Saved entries
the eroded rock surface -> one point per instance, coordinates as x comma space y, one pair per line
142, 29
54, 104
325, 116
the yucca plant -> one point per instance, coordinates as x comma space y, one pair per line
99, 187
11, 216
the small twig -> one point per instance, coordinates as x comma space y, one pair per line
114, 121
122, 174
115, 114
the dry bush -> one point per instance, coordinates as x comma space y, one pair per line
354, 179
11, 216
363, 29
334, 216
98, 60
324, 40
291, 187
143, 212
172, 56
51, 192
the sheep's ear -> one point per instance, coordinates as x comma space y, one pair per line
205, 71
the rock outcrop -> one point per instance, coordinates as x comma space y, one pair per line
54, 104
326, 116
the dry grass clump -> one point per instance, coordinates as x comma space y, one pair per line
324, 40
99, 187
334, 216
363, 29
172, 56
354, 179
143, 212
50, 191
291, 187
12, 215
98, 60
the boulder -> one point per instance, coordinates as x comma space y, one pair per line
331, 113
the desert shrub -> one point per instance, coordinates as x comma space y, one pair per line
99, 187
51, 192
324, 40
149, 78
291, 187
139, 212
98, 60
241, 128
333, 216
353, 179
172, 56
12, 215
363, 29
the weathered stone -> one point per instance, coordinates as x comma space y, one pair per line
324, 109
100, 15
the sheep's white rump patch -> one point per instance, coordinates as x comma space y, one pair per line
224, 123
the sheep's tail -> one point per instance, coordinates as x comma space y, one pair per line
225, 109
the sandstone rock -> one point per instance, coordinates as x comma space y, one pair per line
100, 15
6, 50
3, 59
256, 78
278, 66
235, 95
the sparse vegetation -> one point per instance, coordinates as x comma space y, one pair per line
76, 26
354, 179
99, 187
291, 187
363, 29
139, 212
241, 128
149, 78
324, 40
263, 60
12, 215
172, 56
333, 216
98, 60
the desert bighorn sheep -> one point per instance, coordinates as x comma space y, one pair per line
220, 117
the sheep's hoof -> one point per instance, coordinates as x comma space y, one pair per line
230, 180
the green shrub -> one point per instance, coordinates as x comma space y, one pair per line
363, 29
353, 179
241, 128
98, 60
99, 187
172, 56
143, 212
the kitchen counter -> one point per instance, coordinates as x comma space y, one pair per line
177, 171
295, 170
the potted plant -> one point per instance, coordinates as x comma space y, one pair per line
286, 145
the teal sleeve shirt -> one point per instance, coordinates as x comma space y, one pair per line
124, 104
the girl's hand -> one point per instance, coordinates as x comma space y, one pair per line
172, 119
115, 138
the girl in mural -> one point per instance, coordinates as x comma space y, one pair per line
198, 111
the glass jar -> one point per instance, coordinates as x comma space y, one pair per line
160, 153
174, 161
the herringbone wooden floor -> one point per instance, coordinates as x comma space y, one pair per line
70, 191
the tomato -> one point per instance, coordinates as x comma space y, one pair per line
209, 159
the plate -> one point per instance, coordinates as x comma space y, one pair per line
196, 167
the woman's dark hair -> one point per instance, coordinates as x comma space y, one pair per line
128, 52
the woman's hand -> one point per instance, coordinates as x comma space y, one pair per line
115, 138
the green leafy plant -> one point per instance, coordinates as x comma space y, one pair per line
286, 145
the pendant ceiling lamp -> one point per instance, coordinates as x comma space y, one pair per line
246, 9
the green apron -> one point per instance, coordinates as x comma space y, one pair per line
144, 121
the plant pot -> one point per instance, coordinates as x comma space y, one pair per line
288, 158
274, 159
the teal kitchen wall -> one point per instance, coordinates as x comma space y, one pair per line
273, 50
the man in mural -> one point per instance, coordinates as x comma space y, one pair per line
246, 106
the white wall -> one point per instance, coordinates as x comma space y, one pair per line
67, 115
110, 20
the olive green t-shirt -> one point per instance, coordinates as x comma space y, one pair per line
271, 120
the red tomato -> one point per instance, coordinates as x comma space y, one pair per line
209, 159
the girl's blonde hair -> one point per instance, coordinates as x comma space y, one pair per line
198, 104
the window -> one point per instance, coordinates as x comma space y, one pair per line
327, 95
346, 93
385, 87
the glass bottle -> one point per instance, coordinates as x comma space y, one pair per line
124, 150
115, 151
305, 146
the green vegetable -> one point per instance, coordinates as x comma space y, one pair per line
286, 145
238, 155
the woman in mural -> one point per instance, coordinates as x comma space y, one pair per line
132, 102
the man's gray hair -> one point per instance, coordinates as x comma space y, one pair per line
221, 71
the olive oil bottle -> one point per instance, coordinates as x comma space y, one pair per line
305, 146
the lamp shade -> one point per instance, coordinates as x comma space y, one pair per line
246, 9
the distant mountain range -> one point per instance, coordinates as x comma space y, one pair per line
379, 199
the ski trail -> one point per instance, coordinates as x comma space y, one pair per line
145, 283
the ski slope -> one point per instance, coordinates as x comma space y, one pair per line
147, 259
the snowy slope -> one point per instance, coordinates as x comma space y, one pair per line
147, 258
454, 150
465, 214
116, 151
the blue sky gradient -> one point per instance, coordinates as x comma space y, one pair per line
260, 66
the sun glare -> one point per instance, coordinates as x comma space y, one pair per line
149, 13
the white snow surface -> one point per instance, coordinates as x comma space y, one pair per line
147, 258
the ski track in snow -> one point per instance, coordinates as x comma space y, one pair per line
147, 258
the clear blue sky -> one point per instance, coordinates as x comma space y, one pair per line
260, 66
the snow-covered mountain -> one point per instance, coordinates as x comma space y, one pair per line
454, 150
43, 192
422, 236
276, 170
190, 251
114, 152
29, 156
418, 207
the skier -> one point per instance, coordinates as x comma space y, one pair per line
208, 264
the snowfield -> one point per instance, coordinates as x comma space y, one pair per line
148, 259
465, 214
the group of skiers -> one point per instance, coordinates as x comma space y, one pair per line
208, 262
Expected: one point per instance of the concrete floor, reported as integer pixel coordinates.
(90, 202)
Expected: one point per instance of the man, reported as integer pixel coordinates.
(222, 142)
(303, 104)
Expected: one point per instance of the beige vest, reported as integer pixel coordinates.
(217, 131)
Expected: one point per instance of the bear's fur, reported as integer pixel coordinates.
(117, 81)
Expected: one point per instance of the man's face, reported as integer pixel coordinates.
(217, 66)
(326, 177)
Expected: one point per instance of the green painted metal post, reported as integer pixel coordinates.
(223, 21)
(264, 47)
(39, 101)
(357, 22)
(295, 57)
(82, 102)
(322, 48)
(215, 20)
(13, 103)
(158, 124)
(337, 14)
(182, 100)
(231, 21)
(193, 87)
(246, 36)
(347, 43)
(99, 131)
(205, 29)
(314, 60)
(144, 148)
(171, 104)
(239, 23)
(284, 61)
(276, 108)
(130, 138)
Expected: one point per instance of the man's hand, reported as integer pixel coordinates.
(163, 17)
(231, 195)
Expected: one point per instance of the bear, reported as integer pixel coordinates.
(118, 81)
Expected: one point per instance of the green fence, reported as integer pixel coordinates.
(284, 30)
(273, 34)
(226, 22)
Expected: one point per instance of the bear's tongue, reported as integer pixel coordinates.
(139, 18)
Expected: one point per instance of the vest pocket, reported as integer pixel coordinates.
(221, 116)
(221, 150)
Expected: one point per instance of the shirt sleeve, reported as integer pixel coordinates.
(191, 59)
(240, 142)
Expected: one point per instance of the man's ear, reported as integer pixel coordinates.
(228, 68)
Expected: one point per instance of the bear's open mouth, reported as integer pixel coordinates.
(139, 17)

### Work to do
Write the listing out again, exactly as it reads.

### Solution below
the eroded rock surface -> one point per instance, coordinates as x comma space y, one pair per line
142, 29
54, 104
325, 116
the yucca plant -> one point per instance, coordinates as x comma space y, one pair per line
99, 187
11, 216
the small twig -> one point per instance, coordinates as x comma space y, one pair per line
114, 121
122, 174
115, 114
the dry bush -> one point per instance, coordinates as x comma space y, one pair per line
354, 179
11, 216
363, 29
334, 216
98, 60
324, 40
291, 187
143, 212
172, 56
51, 192
the sheep's ear -> one point per instance, coordinates as x comma space y, one pair per line
205, 71
the rock outcrop -> one point per instance, coordinates as x comma space y, one pair per line
54, 104
326, 116
the dry grass clump -> one point per instance, coordinates as x comma space y, one pair per line
324, 40
99, 187
334, 216
363, 29
172, 56
354, 179
143, 212
50, 191
291, 187
12, 215
98, 60
the boulder -> one point per instance, coordinates as x comma space y, one pair per line
331, 113
the desert shrub -> one point per instance, coordinates as x comma space y, one pair per line
99, 187
51, 192
324, 40
149, 78
291, 187
139, 212
98, 60
241, 128
333, 216
353, 179
172, 56
12, 215
363, 29
the weathered stone -> one point per instance, coordinates as x comma space y, one pair per line
324, 109
100, 15
the sheep's white rump patch -> one point per instance, coordinates as x comma space y, one pair per line
224, 123
the sheep's tail -> one point per instance, coordinates as x comma space y, one pair per line
225, 109
the sandstone rock -> one point per instance, coordinates as x comma space y, one pair per line
100, 15
6, 50
3, 59
256, 78
278, 66
235, 95
the sparse vegetation -> one point per instance, coordinates as x comma space y, one pair per line
76, 26
354, 179
99, 187
291, 187
363, 29
139, 212
241, 128
149, 78
324, 40
263, 60
12, 215
172, 56
333, 216
98, 60
the desert bighorn sheep -> one point per instance, coordinates as x comma space y, one pair per line
220, 117
the sheep's hoof -> one point per instance, coordinates as x comma space y, one pair per line
230, 180
the green shrub -> one point per instance, coordinates as x comma space y, one pair per line
363, 29
353, 179
241, 128
98, 60
99, 187
172, 56
143, 212
the kitchen counter -> one point per instance, coordinates as x comma space y, one pair per line
177, 171
295, 170
the potted plant -> one point per instance, coordinates as x comma space y, one pair per line
286, 145
the teal sleeve shirt -> one point per instance, coordinates as x comma space y, one pair per line
124, 104
the girl's hand -> one point per instance, coordinates as x comma space y, one pair per line
172, 119
115, 138
the girl in mural -> one point per instance, coordinates as x comma space y, one pair per line
198, 111
the glass jar -> one point per instance, coordinates as x comma space y, one pair per line
160, 153
174, 161
the herringbone wooden floor -> one point per instance, coordinates as x comma space y, one pair per line
70, 191
the tomato -> one point per instance, coordinates as x comma space y, one pair per line
209, 159
the plate -> one point per instance, coordinates as x comma space y, one pair per line
196, 167
the woman's dark hair -> one point per instance, coordinates as x comma space y, one pair per line
128, 52
the woman's hand -> one point per instance, coordinates as x comma space y, one pair per line
115, 138
the green leafy plant -> one point per instance, coordinates as x comma space y, one pair per line
286, 145
the pendant ceiling lamp -> one point per instance, coordinates as x comma space y, one pair per line
246, 9
the green apron -> one point per instance, coordinates as x comma space y, one pair per line
144, 121
the plant pot -> one point per instance, coordinates as x comma space y, one pair per line
288, 158
274, 159
the teal kitchen wall -> one point per instance, coordinates as x comma space y, one pair per line
273, 50
the man in mural -> one point per instance, coordinates as x comma space y, one pair per line
246, 106
the white wall -> one point per instance, coordinates as x comma space y, one pair per line
67, 115
110, 20
the olive green t-shirt -> one point per instance, coordinates as x comma space y, one pair per line
271, 120
the red tomato -> one point per instance, coordinates as x comma space y, one pair per line
209, 159
the girl's blonde hair -> one point per instance, coordinates as x comma space y, one pair per line
198, 104
the window -> one point per instance, coordinates as x comma space y, one pair per line
327, 95
346, 93
385, 87
the glass bottle -> one point per instance, coordinates as x comma space y, one pair per line
124, 150
115, 151
305, 146
the green vegetable -> one point per instance, coordinates as x comma space y, one pair per line
286, 145
238, 155
the woman in mural -> one point per instance, coordinates as x comma space y, one pair per line
132, 102
the man's gray hair -> one point per instance, coordinates as x comma space y, one pair per line
221, 71
the olive oil bottle -> one point per instance, coordinates as x comma space y, one pair per line
305, 146
the lamp shade -> one point per instance, coordinates as x comma space y, one pair per line
246, 9
the distant mountain range -> one point per instance, coordinates as x comma space y, one pair per line
379, 199
the ski trail -> one point per instance, coordinates as x comma space y, one pair per line
145, 283
the ski slope -> one point per instance, coordinates as x comma space y, one pair per line
147, 259
the snowy slope -> one point per instance, coordinates as x comma space y, one pair per line
147, 258
454, 150
465, 214
116, 151
the blue sky gradient -> one point per instance, coordinates as x comma space y, one pair per line
260, 66
the sun glare -> one point per instance, coordinates as x comma space y, one pair per line
149, 13
the white snow surface -> one point per instance, coordinates as x comma space y, one pair per line
147, 258
the ski track in snow -> one point per instance, coordinates as x comma space y, one pair per line
147, 258
the clear blue sky -> one point per instance, coordinates as x comma space y, one pair per line
260, 66
the snow-covered mountain -> one point per instance, coordinates as x comma space y, one pair per line
454, 150
43, 192
422, 236
276, 170
190, 251
114, 152
29, 156
418, 207
the skier -> one point per instance, coordinates as x comma space y, one pair per line
208, 264
the snowfield -> one point per instance, coordinates as x comma space y, one pair per line
148, 259
465, 214
the group of skiers -> one point per instance, coordinates as x comma space y, one pair per line
208, 262
Expected: one point per instance of the concrete floor, reported as integer pixel coordinates.
(90, 202)
Expected: one point per instance of the man, reported as integer pixel coordinates.
(222, 142)
(303, 104)
Expected: one point per instance of the beige vest, reported as integer pixel coordinates.
(217, 131)
Expected: one point per instance of the bear's fur, reported as integer pixel coordinates.
(117, 81)
Expected: one point per instance of the man's face, reported as integer pixel coordinates.
(217, 66)
(326, 177)
Expected: one point per instance of the green painted metal post, reported as integer pixel coordinates.
(223, 21)
(264, 47)
(39, 101)
(357, 22)
(295, 57)
(82, 102)
(322, 48)
(215, 20)
(13, 103)
(158, 124)
(337, 14)
(182, 100)
(231, 21)
(193, 87)
(246, 36)
(347, 43)
(99, 131)
(205, 29)
(314, 60)
(144, 148)
(171, 104)
(239, 23)
(284, 61)
(276, 108)
(130, 138)
Expected: one point per instance of the man's hand, reported as integer pixel coordinates.
(163, 17)
(231, 195)
Expected: one point per instance of the bear, reported as integer pixel coordinates.
(118, 81)
Expected: one point per instance of the green fence, reported as integer pixel coordinates.
(284, 30)
(273, 34)
(226, 22)
Expected: one point per instance of the bear's tongue, reported as integer pixel coordinates.
(139, 18)
Expected: one point per instance of the vest pocket, reported as integer pixel coordinates.
(221, 116)
(221, 150)
Expected: one point per instance of the shirt sleeve, reported as integer pixel coordinates.
(191, 59)
(240, 142)
Expected: one point per instance of the man's ear, reported as integer pixel coordinates.
(228, 68)
Expected: one point per instance of the bear's open mouth, reported as integer pixel coordinates.
(139, 17)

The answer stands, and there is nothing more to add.